__Work order A__
Using the candidate statement, decide whether each claim agrees with it: (i) Dr. Gatti created the Laboratory of Biomaterials at the University of Modena; (ii) Dr. Gatti has written five books; (iii) the College of Fellows takes nationality into account when recognizing merit. For each, answer yes or no and quote the deciding words.
__Work order B__
Answer from the candidate statement:
(i) How many articles has Dr. Gatti written in peer reviewed journals?
(ii) What word did Dr. Gatti invent?
(iii) What phrase in quotation marks describes the recognition the College of Fellows gives?
__Work order C__
List every field that the candidate statement names as part of Dr. Gatti's interdisciplinary background.

*** Opening Page text ***

2020-2024 Steering Committee Candidate:
Antonietta Gatti
Biosketch:
Dr. Gatti has an interdisciplinary background that ranges from physics, chemistry, biology, physiology and pathology. Dr. Antonietta Gatti has a 30-year experience in research in the field of biomaterials and biocompatibility at national and international level in various capacities. She is supportive, performance-driven, and passionate while focusing on continual learning and development. Dr Gatti invented the word Nanopathology and developed a new diagnostic tool that allows to make clinical diagnosis of pathologies due to nanoparticles like leukaemia, cryoglobulinemia and cancer. At present she is working in syndromes like Aerotoxicity and SIDS (neurological disease) by means of Scanning Electron Microscopes.
She wrote 260 articles in peer reviewed journals, 3 books and 7 chapters in books and she is reviewer for some international journals. She created the Laboratory of Biomaterials at the University of Modena.
Vision & Purpose:
The College of Fellows on Biomaterials and Engineering recognizes the status of excellence to the best among the best researchers in the world: a sort of “Oscar of Science”. Merit is recognized regardless of any other considerations, be they nationality, religion, political convictions… i.e. science in its own right. Biomaterials, particularly in nano-form, are gaining an extremely important role, but, in order to avoid the danger of taking a wrong path that could end up in a cul de sac, the interaction with the environment and with health of those materials of whom too little is known must be studied with a truly scientific approach. It is as important that the knowledge acquired be expanded at all levels: scientists expert of other fields, technicians, industrialists and general public who will find themselves facing a huge variety of products among which they are called to make choices that will inevitably have an impact to the environment. Another important aspect to consider is the role of nanosized accidental particulate matter and their role inside the body once internalized. That new aspect can identify the origin of some so-called “mysterious diseases” and create a practical collaboration with medical doctors. Accidentally-produced nanoparticles along with nanotechnological ones are more and more present in the environment, in food and in a growing number of every-day products. Hence the growing frequency of possible interactions with the body. So, biomaterialists can be very helpful to medical doctors to have them understand both the origin and the evolution of a huge number of pathologies (as our data confirm), and help them to find solutions, some of which may be found in nanotech itself. The College of Fellows can be a very important booster to what I believe is true progress.

*** Closing Page text ***
*** Opening Source data ***

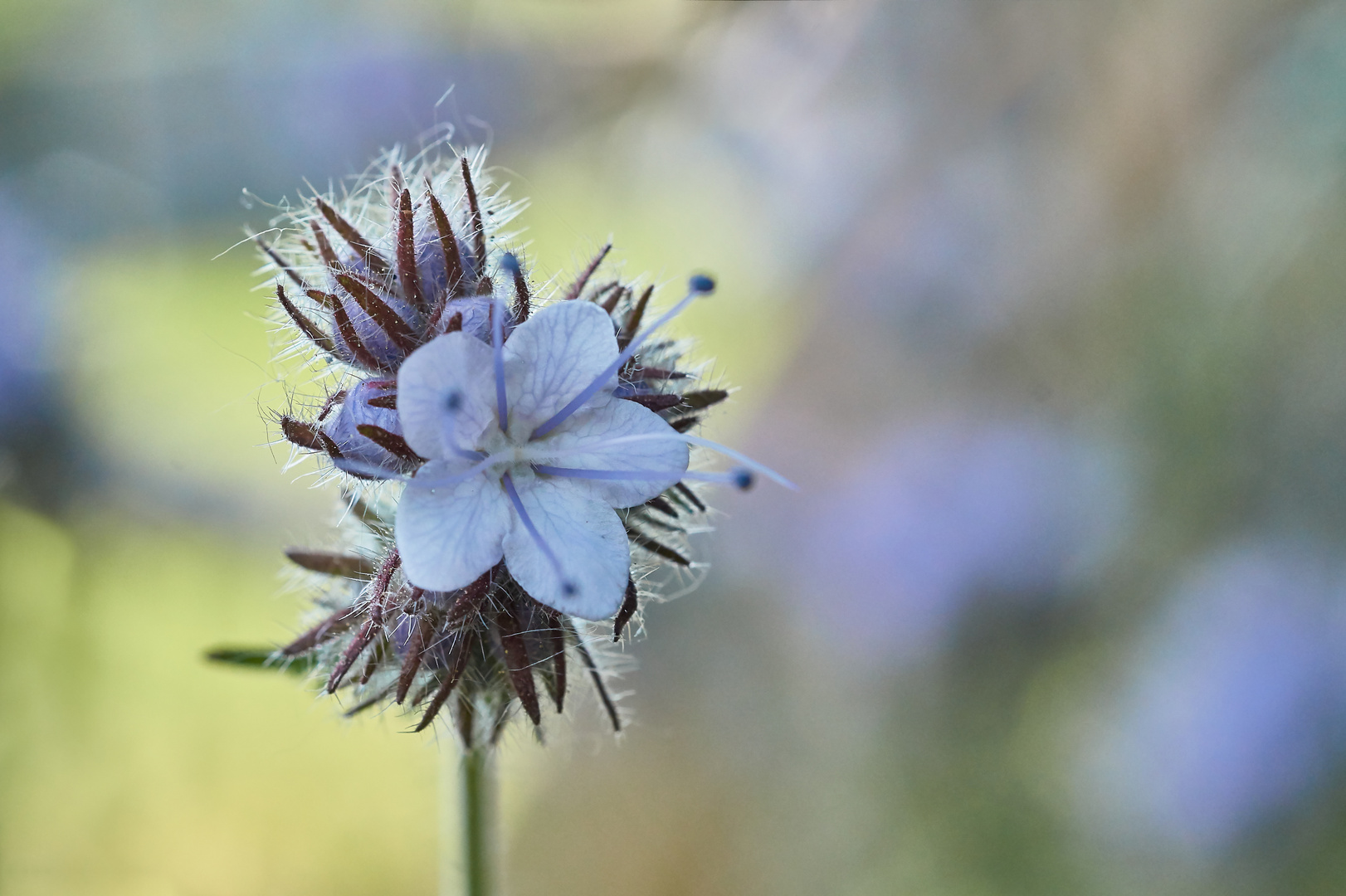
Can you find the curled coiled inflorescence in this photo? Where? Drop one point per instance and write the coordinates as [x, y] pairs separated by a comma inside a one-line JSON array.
[[515, 459]]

*** Closing Source data ***

__Output A__
(i) Yes: "She created the Laboratory of Biomaterials at the University of Modena."
(ii) No: "3 books"
(iii) No: "Merit is recognized regardless of any other considerations, be they nationality, religion, political convictions"

__Output B__
(i) 260
(ii) Nanopathology
(iii) "Oscar of Science"

__Output C__
physics, chemistry, biology, physiology, pathology